▽

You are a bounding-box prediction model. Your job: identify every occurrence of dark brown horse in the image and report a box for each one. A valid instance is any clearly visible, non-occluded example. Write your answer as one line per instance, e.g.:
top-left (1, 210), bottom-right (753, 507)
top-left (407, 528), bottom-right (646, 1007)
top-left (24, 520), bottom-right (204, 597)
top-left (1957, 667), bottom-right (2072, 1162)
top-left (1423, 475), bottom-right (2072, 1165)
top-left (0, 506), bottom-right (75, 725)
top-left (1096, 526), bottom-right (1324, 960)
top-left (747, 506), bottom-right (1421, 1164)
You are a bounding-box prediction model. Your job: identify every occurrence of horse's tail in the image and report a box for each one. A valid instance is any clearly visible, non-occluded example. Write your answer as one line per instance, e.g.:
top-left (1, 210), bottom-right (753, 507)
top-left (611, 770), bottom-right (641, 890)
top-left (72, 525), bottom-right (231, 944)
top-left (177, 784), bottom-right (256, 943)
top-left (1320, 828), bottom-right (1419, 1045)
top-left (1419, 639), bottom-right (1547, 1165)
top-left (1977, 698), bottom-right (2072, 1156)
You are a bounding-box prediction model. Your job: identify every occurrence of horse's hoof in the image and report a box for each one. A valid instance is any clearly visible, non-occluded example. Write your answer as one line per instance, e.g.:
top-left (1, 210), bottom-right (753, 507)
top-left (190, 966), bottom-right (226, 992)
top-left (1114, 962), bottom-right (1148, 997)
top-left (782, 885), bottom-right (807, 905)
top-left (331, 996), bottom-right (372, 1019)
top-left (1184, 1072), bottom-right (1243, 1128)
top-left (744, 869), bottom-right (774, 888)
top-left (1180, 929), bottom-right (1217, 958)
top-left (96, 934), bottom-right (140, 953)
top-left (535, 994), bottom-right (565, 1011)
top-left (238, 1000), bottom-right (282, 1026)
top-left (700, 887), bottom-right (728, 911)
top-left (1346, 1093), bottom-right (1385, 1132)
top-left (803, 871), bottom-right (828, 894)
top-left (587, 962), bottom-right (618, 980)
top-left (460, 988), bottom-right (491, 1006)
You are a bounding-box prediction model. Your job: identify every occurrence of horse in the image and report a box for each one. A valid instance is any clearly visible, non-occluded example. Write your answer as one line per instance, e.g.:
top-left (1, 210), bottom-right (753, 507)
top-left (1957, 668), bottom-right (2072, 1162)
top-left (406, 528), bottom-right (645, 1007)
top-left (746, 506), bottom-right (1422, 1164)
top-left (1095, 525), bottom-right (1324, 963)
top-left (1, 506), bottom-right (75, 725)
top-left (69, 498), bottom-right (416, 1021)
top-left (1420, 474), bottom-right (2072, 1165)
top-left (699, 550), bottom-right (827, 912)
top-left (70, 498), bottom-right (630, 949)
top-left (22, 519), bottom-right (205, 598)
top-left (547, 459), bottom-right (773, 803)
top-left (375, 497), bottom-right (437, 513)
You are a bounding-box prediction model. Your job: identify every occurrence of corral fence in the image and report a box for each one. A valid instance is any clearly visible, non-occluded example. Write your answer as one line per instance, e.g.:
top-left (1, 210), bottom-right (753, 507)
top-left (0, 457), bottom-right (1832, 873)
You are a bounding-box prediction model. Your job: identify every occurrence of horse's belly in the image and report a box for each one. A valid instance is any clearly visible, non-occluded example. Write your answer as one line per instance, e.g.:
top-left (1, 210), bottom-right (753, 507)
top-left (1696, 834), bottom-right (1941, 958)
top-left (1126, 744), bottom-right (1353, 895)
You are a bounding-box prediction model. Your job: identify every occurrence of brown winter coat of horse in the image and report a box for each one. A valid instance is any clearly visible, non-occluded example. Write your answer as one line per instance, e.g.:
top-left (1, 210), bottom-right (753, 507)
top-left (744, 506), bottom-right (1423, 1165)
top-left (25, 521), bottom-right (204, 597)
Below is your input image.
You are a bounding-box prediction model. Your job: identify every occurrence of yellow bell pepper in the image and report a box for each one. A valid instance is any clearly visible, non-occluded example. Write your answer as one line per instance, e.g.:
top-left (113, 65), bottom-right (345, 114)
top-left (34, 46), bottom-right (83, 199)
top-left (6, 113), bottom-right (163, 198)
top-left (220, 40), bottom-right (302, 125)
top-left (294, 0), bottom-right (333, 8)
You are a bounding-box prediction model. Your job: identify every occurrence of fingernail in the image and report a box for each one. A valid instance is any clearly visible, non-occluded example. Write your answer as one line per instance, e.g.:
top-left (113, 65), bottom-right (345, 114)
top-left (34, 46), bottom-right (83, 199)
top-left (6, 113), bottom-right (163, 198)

△

Reprint the whole listing above exactly.

* _Solution below_:
You are a bounding-box prediction model. Your job: identify every occurrence of dark brown horse in the image and report a box for each one. A valid instance is any clearly visible, non-occluded example. Write your answer as one line per instance, e.g.:
top-left (1, 210), bottom-right (753, 507)
top-left (407, 528), bottom-right (646, 1007)
top-left (24, 520), bottom-right (204, 597)
top-left (1957, 667), bottom-right (2072, 1162)
top-left (1423, 475), bottom-right (2072, 1165)
top-left (0, 506), bottom-right (75, 725)
top-left (1096, 526), bottom-right (1324, 960)
top-left (747, 506), bottom-right (1421, 1164)
You are a bounding-box prediction model. Your job: identify every occurrence of horse's tail in the image and report a box for each one. A valid instance is any clearly visible, non-occluded example. Write your answer as one line per instance, e.g.:
top-left (1, 210), bottom-right (753, 507)
top-left (611, 770), bottom-right (641, 890)
top-left (72, 525), bottom-right (231, 944)
top-left (177, 784), bottom-right (256, 943)
top-left (1320, 828), bottom-right (1419, 1045)
top-left (1419, 639), bottom-right (1547, 1165)
top-left (1977, 698), bottom-right (2072, 1156)
You are a bounding-box prediction model. Your job: identify every occurrence of horse's hoof in the image and report a box for each one. A valid instance is any clearly visible, non-occluded example. Write your answer as one line per instance, e.g.:
top-left (1, 210), bottom-right (753, 507)
top-left (190, 966), bottom-right (226, 992)
top-left (1114, 962), bottom-right (1148, 997)
top-left (782, 885), bottom-right (807, 905)
top-left (331, 996), bottom-right (372, 1019)
top-left (1184, 1072), bottom-right (1243, 1128)
top-left (744, 869), bottom-right (774, 888)
top-left (1180, 929), bottom-right (1217, 958)
top-left (96, 934), bottom-right (140, 953)
top-left (535, 994), bottom-right (565, 1011)
top-left (238, 1000), bottom-right (282, 1026)
top-left (700, 887), bottom-right (728, 911)
top-left (1346, 1093), bottom-right (1385, 1132)
top-left (803, 871), bottom-right (828, 894)
top-left (587, 962), bottom-right (618, 980)
top-left (460, 988), bottom-right (491, 1006)
You are a bounding-box prediction model. Your job: identify every occurrence of horse in the image and report a box for each one. A valid instance is any clearly visible, non-occluded example. Write your answer as one line per instance, e.g.:
top-left (1, 210), bottom-right (753, 507)
top-left (1957, 668), bottom-right (2072, 1162)
top-left (406, 528), bottom-right (645, 1007)
top-left (746, 506), bottom-right (1422, 1164)
top-left (1095, 525), bottom-right (1324, 963)
top-left (1, 506), bottom-right (75, 725)
top-left (69, 498), bottom-right (416, 1021)
top-left (1420, 474), bottom-right (2072, 1165)
top-left (699, 550), bottom-right (827, 912)
top-left (70, 498), bottom-right (630, 949)
top-left (22, 519), bottom-right (205, 598)
top-left (547, 459), bottom-right (773, 803)
top-left (375, 497), bottom-right (437, 513)
You are a bounding-box prediction model. Your job: identify every occurrence of corral fence in the image and report a box for each one. A valid instance is any clearly visible, non-occluded example. Write your answer as one line per instance, e.g.:
top-left (1, 210), bottom-right (753, 507)
top-left (0, 457), bottom-right (1832, 873)
You are a bounding-box prediction model. Your job: identify every occurrence of horse's belly in the image and report a box for each one. A valid instance is any clearly visible, non-occluded example. Write your answer as one line per instance, e.g.:
top-left (1, 210), bottom-right (753, 507)
top-left (1696, 834), bottom-right (1941, 958)
top-left (1126, 744), bottom-right (1353, 895)
You are a bounding-box prediction model. Your job: identify every occurrence of brown winter coat of horse in the image and report a box for each one. A valid instance is any clearly visible, non-occluded example. Write your answer as one line per instance, e.g.:
top-left (1, 210), bottom-right (753, 507)
top-left (744, 506), bottom-right (1423, 1165)
top-left (25, 521), bottom-right (204, 597)
Below is your input image.
You are a bounding-box prediction model. Your job: identify every occurrence of yellow bell pepper in the image and report a box for each one. A valid instance is any clearly visible, non-occluded example. Write your answer as one line per instance, e.g.:
top-left (113, 65), bottom-right (345, 114)
top-left (34, 46), bottom-right (83, 199)
top-left (6, 113), bottom-right (163, 198)
top-left (220, 40), bottom-right (302, 125)
top-left (294, 0), bottom-right (333, 8)
You are a bounding-box prediction model. Your job: identify every occurrence of fingernail in the image and report a box for each one. A valid instance is any clearly visible, non-occluded example. Write your answer as one line per instance, e.g.:
top-left (113, 65), bottom-right (345, 114)
top-left (34, 46), bottom-right (83, 199)
top-left (6, 113), bottom-right (163, 198)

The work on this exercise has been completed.